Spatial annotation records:
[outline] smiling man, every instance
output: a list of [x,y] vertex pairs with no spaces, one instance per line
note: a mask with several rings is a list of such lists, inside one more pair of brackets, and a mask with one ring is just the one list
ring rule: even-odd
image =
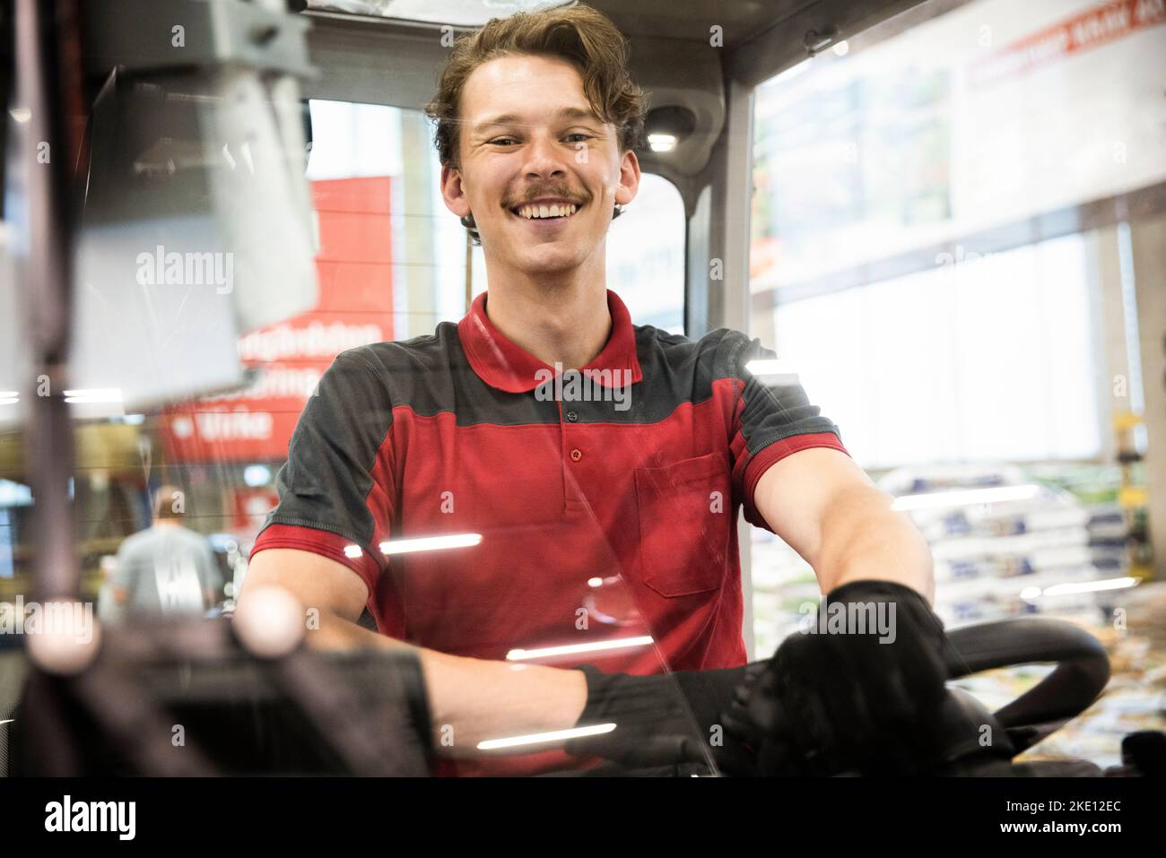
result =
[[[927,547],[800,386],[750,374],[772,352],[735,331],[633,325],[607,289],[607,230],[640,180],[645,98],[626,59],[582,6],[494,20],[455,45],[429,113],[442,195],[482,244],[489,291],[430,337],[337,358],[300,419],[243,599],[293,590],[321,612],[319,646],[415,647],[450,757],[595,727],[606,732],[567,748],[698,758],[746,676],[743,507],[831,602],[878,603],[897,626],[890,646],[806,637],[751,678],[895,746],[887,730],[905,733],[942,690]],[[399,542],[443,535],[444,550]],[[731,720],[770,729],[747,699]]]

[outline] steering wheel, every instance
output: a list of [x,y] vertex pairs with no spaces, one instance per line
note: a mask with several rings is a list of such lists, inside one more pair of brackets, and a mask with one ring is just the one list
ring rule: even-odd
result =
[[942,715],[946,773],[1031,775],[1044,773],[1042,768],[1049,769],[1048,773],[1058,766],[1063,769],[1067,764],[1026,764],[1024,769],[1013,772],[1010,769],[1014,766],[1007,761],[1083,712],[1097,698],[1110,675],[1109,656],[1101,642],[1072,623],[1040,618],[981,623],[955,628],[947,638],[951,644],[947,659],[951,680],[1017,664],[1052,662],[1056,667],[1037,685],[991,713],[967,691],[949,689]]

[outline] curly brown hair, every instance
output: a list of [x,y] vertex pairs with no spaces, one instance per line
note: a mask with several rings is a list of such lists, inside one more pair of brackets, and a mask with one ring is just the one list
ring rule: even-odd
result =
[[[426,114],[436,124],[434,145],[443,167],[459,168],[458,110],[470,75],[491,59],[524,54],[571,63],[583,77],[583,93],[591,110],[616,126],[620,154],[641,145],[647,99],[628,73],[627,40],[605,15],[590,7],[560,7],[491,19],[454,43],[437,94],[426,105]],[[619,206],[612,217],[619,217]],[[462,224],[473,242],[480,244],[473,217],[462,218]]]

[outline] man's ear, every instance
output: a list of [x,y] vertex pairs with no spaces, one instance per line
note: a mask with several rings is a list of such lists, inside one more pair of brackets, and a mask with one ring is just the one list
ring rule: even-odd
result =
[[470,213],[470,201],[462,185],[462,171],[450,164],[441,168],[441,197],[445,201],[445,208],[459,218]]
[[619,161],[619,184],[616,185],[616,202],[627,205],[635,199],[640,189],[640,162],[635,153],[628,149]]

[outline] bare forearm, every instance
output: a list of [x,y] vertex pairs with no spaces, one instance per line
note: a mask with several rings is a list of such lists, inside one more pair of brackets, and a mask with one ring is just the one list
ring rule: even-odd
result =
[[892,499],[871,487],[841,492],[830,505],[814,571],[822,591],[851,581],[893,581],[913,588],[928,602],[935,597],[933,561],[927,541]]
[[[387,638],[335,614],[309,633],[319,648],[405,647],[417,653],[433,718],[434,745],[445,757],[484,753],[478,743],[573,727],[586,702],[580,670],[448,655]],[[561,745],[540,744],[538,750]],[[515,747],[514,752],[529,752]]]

---

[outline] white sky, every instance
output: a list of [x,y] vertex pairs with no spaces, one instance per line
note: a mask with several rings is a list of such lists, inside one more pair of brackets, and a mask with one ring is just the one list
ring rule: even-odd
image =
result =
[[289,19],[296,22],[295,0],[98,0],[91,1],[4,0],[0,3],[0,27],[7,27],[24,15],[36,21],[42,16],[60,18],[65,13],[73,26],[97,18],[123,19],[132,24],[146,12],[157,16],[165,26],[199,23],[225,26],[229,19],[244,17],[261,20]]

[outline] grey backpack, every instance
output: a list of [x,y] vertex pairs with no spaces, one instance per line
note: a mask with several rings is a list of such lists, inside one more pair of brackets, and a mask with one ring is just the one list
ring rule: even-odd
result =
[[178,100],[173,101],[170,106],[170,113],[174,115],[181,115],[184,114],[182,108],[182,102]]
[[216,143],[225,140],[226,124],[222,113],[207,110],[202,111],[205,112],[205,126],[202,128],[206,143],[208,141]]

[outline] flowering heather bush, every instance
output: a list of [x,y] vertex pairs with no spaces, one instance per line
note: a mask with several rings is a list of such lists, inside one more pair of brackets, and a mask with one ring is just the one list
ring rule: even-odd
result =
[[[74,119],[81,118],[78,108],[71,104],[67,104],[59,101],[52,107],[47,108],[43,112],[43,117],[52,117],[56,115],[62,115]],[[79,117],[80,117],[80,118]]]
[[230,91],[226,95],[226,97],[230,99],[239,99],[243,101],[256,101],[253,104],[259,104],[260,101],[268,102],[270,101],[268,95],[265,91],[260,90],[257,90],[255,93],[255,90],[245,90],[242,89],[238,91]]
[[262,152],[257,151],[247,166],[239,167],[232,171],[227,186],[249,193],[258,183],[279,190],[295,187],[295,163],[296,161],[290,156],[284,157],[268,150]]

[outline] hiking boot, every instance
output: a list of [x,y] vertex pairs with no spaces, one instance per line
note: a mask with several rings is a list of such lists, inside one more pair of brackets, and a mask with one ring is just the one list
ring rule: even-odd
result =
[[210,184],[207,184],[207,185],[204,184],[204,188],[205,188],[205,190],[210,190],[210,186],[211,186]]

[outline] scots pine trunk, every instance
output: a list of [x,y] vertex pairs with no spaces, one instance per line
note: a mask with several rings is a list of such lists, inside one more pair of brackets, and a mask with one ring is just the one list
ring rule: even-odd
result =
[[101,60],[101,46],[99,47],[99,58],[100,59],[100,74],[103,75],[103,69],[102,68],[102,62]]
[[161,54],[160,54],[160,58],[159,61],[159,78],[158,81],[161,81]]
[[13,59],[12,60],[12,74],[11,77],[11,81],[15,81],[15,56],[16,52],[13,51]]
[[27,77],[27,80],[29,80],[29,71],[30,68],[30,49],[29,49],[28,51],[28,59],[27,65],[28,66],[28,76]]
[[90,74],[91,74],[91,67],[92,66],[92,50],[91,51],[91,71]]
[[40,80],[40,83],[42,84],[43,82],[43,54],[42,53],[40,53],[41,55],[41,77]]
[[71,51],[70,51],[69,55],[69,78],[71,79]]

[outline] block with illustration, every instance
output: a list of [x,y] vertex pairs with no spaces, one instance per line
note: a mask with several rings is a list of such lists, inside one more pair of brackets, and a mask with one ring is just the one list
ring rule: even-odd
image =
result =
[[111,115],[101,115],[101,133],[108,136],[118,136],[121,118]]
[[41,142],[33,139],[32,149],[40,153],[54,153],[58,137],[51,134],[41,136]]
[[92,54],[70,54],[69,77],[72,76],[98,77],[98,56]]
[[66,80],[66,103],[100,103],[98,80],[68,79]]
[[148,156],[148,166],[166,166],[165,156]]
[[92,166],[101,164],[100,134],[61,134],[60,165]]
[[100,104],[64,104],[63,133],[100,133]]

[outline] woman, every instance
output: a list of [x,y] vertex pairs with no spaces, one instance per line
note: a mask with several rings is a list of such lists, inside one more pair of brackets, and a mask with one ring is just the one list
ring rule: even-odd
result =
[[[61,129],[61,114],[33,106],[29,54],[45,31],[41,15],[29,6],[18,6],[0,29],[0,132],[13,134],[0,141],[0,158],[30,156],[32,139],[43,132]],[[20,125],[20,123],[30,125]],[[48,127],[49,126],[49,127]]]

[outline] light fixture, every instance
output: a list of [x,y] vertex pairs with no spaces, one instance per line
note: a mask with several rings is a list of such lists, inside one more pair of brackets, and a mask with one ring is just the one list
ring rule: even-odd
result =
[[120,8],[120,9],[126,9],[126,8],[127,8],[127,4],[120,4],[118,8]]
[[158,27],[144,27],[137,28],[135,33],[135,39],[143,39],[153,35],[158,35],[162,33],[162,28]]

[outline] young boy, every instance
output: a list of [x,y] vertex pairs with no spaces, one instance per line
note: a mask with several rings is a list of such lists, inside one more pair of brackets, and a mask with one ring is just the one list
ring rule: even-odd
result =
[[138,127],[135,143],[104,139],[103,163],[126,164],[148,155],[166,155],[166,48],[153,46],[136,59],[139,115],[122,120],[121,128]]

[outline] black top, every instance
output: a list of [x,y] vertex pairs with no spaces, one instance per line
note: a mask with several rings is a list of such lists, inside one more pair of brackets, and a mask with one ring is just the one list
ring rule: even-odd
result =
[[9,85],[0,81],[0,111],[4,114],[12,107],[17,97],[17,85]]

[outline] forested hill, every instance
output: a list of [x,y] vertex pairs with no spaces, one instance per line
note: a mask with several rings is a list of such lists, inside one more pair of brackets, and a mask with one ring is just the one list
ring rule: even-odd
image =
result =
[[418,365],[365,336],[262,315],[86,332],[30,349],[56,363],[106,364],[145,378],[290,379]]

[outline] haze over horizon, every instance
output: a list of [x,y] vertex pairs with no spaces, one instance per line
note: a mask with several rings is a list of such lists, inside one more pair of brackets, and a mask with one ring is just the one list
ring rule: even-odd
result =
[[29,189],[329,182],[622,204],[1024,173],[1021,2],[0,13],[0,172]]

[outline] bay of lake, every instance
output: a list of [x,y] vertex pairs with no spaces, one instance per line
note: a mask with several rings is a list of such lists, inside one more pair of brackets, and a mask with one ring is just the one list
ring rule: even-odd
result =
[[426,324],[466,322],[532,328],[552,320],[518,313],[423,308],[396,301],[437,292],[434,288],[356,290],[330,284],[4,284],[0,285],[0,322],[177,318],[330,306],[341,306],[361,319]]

- **Short task**: Reproduce only the part of the entries that opens with the line containing "[outline] block with" and closes with the line containing "[[100,104],[64,104],[63,133],[100,133]]", substituting "coordinate pairs" for "vertex pairs" and leaving everything else unchanged.

- **The reply**:
[outline] block with illustration, every instance
output: a list of [x,y] coordinate pairs with no spaces, one instance per line
note: a mask with several rings is a list of such lists, inside one more pair of brackets, and a mask with one ring is just the one list
ring rule: even-odd
image =
result =
[[111,115],[101,115],[101,133],[108,136],[118,136],[121,118]]
[[41,142],[33,139],[32,149],[40,153],[54,153],[58,137],[51,134],[41,136]]
[[92,54],[70,54],[69,77],[72,76],[98,77],[98,56]]
[[66,80],[66,103],[100,103],[98,80],[68,79]]
[[148,156],[148,166],[166,166],[165,156]]
[[92,166],[101,164],[100,134],[61,134],[60,165]]
[[100,104],[64,104],[63,133],[100,133]]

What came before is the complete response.